-- START STORED RECORDS --

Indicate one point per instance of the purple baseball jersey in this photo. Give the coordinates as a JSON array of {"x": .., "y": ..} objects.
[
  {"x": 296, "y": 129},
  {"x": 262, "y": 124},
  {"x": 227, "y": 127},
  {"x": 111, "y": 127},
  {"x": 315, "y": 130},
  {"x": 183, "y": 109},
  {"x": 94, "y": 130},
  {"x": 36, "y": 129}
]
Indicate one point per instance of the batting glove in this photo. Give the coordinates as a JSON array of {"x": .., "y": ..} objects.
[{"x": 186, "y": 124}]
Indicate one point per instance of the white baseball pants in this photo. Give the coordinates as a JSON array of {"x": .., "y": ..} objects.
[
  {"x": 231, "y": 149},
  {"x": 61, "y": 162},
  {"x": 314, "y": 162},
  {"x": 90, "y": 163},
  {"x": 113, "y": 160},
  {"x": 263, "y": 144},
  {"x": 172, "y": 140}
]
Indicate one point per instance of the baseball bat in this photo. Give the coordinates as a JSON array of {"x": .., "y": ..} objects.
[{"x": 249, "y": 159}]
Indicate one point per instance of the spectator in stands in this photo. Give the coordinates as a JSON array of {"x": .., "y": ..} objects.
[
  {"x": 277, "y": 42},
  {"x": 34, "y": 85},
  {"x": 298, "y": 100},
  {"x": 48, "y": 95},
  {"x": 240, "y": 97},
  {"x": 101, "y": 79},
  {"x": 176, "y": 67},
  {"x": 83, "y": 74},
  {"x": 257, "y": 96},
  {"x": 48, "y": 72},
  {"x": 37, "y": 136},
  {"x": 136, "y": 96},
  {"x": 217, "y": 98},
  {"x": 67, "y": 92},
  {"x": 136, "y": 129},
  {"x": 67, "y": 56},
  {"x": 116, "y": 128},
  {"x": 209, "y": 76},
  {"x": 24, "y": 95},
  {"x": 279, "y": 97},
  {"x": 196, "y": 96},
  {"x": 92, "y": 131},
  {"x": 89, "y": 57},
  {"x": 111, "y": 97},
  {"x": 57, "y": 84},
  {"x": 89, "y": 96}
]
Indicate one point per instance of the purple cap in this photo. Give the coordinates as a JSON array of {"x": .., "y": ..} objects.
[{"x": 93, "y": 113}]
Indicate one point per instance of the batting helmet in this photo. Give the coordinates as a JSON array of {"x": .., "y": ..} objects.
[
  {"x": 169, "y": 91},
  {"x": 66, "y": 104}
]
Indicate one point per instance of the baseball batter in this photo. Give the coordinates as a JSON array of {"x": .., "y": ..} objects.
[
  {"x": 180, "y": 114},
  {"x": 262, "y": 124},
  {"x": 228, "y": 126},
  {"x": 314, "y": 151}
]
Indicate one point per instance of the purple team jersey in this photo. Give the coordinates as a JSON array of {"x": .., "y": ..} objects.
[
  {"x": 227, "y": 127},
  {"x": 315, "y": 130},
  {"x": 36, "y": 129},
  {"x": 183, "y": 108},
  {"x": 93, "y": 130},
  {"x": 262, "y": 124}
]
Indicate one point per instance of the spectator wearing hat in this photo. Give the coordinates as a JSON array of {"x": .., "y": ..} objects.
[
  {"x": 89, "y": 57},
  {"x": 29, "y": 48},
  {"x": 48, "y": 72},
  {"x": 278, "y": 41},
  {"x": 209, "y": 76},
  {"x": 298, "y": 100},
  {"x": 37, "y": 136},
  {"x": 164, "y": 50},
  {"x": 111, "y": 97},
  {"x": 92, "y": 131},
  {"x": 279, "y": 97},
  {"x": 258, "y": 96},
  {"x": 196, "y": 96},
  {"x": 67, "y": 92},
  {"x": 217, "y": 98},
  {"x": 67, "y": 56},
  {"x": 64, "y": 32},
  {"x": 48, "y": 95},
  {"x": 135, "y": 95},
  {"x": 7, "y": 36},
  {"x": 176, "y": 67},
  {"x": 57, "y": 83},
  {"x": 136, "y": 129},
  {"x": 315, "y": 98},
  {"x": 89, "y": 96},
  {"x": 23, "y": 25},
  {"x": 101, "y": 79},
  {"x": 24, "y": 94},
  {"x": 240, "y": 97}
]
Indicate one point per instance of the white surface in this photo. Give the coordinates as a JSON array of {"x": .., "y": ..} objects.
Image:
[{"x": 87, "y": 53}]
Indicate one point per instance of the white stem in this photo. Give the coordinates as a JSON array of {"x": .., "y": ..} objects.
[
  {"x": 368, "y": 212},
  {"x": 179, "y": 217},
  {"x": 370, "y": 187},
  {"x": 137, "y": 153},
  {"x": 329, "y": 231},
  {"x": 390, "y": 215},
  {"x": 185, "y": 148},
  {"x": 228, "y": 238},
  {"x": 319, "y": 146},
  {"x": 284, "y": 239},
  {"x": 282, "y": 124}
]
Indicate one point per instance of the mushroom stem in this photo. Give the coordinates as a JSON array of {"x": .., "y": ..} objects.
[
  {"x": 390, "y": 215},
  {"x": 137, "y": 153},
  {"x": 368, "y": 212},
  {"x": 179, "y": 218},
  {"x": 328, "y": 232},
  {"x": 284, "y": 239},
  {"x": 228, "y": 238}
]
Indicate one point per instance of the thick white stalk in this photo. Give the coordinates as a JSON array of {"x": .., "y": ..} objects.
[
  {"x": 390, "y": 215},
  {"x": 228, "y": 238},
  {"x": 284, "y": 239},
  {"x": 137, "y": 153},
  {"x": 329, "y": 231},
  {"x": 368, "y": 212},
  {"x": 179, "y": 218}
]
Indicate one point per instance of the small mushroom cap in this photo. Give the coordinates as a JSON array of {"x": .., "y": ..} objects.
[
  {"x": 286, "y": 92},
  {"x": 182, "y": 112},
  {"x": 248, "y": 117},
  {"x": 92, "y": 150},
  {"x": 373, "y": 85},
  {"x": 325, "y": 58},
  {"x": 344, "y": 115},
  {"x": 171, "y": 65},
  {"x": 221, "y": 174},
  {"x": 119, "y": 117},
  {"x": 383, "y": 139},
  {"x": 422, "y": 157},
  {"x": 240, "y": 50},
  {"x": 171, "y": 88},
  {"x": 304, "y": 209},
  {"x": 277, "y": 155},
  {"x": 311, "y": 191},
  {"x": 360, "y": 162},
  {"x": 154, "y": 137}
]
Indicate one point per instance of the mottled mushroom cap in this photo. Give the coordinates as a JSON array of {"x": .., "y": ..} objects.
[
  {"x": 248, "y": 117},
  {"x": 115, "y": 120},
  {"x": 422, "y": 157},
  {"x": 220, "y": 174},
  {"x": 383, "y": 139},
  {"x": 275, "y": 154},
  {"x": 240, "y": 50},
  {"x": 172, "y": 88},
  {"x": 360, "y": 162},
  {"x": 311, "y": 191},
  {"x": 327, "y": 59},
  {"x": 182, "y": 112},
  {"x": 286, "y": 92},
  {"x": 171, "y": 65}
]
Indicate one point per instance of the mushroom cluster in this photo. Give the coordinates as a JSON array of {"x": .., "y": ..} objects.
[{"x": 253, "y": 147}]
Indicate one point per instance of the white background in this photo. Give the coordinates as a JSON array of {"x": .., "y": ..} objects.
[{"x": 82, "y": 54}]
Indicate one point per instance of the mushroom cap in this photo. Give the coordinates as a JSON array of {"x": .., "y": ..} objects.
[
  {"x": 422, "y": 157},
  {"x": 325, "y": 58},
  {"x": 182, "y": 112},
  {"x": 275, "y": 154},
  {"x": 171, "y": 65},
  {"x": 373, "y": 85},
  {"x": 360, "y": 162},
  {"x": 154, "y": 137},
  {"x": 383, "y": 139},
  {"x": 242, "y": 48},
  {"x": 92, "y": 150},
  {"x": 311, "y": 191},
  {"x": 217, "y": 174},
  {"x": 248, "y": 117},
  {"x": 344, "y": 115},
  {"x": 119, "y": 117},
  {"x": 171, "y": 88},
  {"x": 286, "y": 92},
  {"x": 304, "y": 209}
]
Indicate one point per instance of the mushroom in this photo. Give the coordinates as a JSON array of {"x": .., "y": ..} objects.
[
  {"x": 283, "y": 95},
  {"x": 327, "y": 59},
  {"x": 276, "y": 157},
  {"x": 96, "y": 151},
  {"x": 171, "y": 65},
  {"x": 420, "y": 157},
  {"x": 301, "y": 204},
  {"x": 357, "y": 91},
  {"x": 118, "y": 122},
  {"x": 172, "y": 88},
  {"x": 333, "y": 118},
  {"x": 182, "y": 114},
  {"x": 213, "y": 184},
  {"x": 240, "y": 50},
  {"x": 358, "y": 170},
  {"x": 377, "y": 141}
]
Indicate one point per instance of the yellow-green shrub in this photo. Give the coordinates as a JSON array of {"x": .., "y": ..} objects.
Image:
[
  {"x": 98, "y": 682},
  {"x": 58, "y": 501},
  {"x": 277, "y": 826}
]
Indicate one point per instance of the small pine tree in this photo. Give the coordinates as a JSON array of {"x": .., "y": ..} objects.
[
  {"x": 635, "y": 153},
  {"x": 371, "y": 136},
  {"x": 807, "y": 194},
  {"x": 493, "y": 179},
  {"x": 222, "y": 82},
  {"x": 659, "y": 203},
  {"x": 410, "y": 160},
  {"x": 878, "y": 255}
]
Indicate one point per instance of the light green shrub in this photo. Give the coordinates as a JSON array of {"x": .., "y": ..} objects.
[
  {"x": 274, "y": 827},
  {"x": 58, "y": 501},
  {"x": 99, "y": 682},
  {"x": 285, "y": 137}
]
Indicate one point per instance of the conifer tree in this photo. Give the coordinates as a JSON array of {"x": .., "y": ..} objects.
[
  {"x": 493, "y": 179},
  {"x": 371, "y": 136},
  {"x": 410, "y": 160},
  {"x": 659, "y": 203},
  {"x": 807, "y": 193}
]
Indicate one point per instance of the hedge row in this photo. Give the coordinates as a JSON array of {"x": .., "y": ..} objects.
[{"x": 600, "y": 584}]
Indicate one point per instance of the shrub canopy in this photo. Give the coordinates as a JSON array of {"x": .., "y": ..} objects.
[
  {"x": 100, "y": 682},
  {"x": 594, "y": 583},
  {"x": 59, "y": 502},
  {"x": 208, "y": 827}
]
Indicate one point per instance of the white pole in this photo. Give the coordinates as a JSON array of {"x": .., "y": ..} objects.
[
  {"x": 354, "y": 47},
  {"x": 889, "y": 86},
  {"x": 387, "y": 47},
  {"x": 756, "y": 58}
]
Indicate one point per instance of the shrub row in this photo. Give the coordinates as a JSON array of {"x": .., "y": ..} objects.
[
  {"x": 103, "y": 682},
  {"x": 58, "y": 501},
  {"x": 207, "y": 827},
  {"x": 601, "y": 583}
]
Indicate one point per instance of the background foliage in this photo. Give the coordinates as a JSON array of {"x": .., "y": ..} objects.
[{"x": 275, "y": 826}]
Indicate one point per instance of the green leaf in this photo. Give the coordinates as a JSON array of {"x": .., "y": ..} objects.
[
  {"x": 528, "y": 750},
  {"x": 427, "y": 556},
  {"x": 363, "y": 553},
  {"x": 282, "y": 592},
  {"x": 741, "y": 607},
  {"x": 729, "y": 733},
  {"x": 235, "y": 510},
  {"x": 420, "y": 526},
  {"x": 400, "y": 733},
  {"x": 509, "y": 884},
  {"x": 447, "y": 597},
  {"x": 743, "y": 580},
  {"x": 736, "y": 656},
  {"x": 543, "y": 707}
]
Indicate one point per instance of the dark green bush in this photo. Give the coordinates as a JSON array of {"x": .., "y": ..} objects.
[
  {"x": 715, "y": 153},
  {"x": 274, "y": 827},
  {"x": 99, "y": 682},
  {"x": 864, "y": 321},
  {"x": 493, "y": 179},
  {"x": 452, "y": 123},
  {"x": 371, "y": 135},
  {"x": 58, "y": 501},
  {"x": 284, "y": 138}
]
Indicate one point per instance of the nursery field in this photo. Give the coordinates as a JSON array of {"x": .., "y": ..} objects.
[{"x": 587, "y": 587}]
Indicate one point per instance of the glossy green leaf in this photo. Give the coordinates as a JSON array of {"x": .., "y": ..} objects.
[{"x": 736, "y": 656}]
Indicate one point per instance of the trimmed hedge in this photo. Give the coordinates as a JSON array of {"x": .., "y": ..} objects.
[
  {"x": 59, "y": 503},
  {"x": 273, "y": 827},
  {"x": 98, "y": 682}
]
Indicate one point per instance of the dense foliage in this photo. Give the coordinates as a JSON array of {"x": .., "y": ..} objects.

-- END STORED RECORDS --

*GOAL*. Rewrite the records from the line that contains "Indicate one point per instance of the white pole" through the last line of the records, changing every "photo" to "image" and keeping everything else the same.

*CORRECT RESULT*.
Indicate one point per instance of the white pole in this image. Give the coordinates as a JSON array of {"x": .., "y": ..} objects.
[
  {"x": 354, "y": 47},
  {"x": 889, "y": 86},
  {"x": 387, "y": 47},
  {"x": 756, "y": 58}
]
Indicate one point per instance of the shrub row in this image. Give the coordinates as a JSON array of {"x": .., "y": ..} objects.
[
  {"x": 103, "y": 682},
  {"x": 58, "y": 501},
  {"x": 207, "y": 827},
  {"x": 601, "y": 583}
]
Indicate one point per instance of the background foliage in this image. Give the coordinates as a JSON array of {"x": .., "y": ..} objects.
[{"x": 275, "y": 826}]
Indicate one point per instance of the green leaf in this image. Give the coordinates as a JSON array of {"x": .., "y": ..} objects.
[
  {"x": 528, "y": 750},
  {"x": 427, "y": 556},
  {"x": 363, "y": 553},
  {"x": 282, "y": 592},
  {"x": 741, "y": 607},
  {"x": 729, "y": 733},
  {"x": 235, "y": 510},
  {"x": 420, "y": 526},
  {"x": 400, "y": 733},
  {"x": 509, "y": 884},
  {"x": 447, "y": 597},
  {"x": 743, "y": 580},
  {"x": 736, "y": 656},
  {"x": 543, "y": 707}
]
Indicate one point per instance of the dark green bush in this image. Give the coordinates as a JSON array of {"x": .., "y": ..} objects.
[
  {"x": 715, "y": 153},
  {"x": 274, "y": 827},
  {"x": 99, "y": 682},
  {"x": 864, "y": 321},
  {"x": 493, "y": 179},
  {"x": 452, "y": 123},
  {"x": 371, "y": 135},
  {"x": 58, "y": 501},
  {"x": 284, "y": 138}
]
Indicate one point per instance of the nursery field in this image. Give the coordinates as a JSON array of {"x": .., "y": ..} objects.
[{"x": 587, "y": 587}]
Indicate one point per instance of the glossy green leaf in this image. Give the coordinates as a JSON array of {"x": .., "y": ..} objects.
[{"x": 736, "y": 656}]
Indicate one point per instance of the trimmed hedge in this image. Give the coordinates as a JSON array of {"x": .., "y": ..} objects.
[
  {"x": 59, "y": 503},
  {"x": 273, "y": 827},
  {"x": 98, "y": 682}
]
Indicate one point per instance of the dense foliage in this image. Give the coordinates as a JSON array of {"x": .., "y": ..} objects.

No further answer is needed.